Task statement =
Work out how many lines below contain the word "stone". Only the number is wanted.

Supplied material =
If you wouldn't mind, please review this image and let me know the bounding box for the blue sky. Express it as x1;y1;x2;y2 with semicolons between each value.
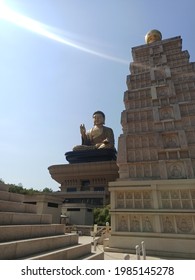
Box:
0;0;195;191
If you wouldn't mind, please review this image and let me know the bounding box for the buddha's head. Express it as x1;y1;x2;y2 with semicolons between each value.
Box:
93;111;105;125
145;29;162;44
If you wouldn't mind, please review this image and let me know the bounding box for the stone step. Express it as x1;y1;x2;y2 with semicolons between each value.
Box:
0;233;78;259
0;212;52;225
0;191;24;203
0;200;37;213
77;251;104;260
25;243;92;260
0;224;65;242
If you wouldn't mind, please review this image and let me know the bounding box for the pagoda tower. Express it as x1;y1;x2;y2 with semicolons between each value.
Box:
108;30;195;258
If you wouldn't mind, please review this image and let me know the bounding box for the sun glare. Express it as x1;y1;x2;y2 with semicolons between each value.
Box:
0;1;128;65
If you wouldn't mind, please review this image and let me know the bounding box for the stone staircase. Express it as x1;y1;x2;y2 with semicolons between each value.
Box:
0;182;103;260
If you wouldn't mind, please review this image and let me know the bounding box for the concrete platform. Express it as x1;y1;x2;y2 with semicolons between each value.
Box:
0;200;37;213
0;183;104;260
0;191;24;202
0;224;65;242
0;233;78;260
78;236;166;260
26;243;103;260
0;212;52;225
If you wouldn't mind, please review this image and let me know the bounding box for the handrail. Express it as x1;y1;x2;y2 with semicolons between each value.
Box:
92;224;110;240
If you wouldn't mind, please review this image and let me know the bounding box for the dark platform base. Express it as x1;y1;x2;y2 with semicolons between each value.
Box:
65;149;117;163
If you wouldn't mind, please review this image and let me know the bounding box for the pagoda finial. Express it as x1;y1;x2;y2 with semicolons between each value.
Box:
145;29;162;44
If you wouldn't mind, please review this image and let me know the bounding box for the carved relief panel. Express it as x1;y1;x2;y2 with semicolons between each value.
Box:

Written solution =
2